SELECTED TEXT →
A Future for Bookstores

Reading text lists of titles and gridded book covers images can’t compete with the in-store bookstore experience. There’s something magical about browsing books with your head tilted sideways to read titles on book spines and seeing towering walls of books on shelves. People say that “print is dying” but I hope that some experiences will never change. Dear all bookstores, please don’t die!

future_bookstores_20px

What’s your take? Would you miss the bookstore experience if it would to disappear like video stores? Are you a fan of printed books or digital copies?

This is a Comic!
  • Scott

    Yes to both. I prefer print, but digital is okay for fiction. Digital is not preferred for technical reading (educational, etc.).

    • Angela

      I agree :)

  • R. Scot Johns

    I would love this bookstore! Paper is a waste of space, print books are inefficient to distribute and costly to produce, and local retail outlets can only offer so many titles, which eliminates many of the most interesting genres and subjects out there. The real reason Amazon has been so successful (which pundits so often forget) is that they offer ever title available, which is something physical bookstores simply cannot do. This would eliminate that problem.

    • insanityfiler

      Dafuq is rong wit u? bookz dont run out ov barerys, dont roon evrithing if wet, and dont freez!!!!!!!!!!!!!!

    • insanityfiler

      wtf iz rong wit u? BOOKZ R FUR TEH KINGZ!!!!!!!!!!!!!!!!!!!!!!!!!!!!!!!!!!!!!!!!!!!!!!!!!!!!!!!!!!!!!!!!!!! E REEDERZ R FUR TEH MOST PEASENTLY OF TEH PEASANTS!!!!!!!!!!!!!!!!!!!!!!!!!!!!!!!!!!!!!!!!! p.s i have nuting aginst pezants i dust want 2 mak a point

  • omnidesigns

    Love this bookstore. Is it going to have artificial book smell? :)

    • Angela

      Lol! I love the smell of new books :)

  • Robert

    The smell of a book is better than sweat and whatever may get on your tablet.

  • Cara

    I’d take a book any day, even though I’ve tried an e-reader. There’s just something you don’t get out of reading a screen.

  • Samalama

    I need bookstores!

  • AT

    You guys assume we will always have electricity. When the penguinocalypse comes, will you burn your ereader for warmth?

  • klishnor

    Modern storage methods are OK, but remember the cautionary tale of Domesday 2 (aka BBC Domesday). In 1984 to 86, The BBC in co-operation with several high tech companies, made a new version of The Domesday Book. Alongside census information from 1981 it had news articles, music and spoken comments, photographs, videos, and even virtual tours of famous sites, The information was stored on 2 Laserdiscs and was controlled by a BBC model B computer with a second 6502 processor fitted.

INSTRUCTIONS TO FOLLOW → Reproduce the bookstore post word for word, between "Dafuq is rong" and "new books :)", inclusive.

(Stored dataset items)
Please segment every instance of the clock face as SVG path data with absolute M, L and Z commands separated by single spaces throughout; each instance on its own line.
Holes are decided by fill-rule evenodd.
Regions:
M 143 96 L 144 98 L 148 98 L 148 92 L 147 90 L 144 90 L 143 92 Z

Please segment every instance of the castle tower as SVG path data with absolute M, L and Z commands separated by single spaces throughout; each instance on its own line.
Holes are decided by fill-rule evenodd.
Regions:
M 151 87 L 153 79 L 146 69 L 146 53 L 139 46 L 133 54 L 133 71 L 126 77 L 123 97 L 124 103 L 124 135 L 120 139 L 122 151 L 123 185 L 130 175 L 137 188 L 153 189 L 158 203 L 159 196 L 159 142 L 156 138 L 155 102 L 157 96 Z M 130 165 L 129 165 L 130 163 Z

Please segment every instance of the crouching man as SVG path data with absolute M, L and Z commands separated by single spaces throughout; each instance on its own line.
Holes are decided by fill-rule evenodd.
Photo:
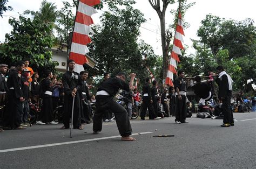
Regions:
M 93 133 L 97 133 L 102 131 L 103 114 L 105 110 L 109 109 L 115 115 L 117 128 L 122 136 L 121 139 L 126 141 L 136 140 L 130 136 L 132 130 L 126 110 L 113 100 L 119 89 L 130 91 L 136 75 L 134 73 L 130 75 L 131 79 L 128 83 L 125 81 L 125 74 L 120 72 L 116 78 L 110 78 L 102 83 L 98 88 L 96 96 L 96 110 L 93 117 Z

OUTPUT →
Dafuq is rong wit u? bookz dont run out ov barerys, dont roon evrithing if wet, and dont freez!!!!!!!!!!!!!!

    • insanityfiler

      wtf iz rong wit u? BOOKZ R FUR TEH KINGZ!!!!!!!!!!!!!!!!!!!!!!!!!!!!!!!!!!!!!!!!!!!!!!!!!!!!!!!!!!!!!!!!!!! E REEDERZ R FUR TEH MOST PEASENTLY OF TEH PEASANTS!!!!!!!!!!!!!!!!!!!!!!!!!!!!!!!!!!!!!!!!! p.s i have nuting aginst pezants i dust want 2 mak a point

  • omnidesigns

    Love this bookstore. Is it going to have artificial book smell? :)

    • Angela

      Lol! I love the smell of new books :)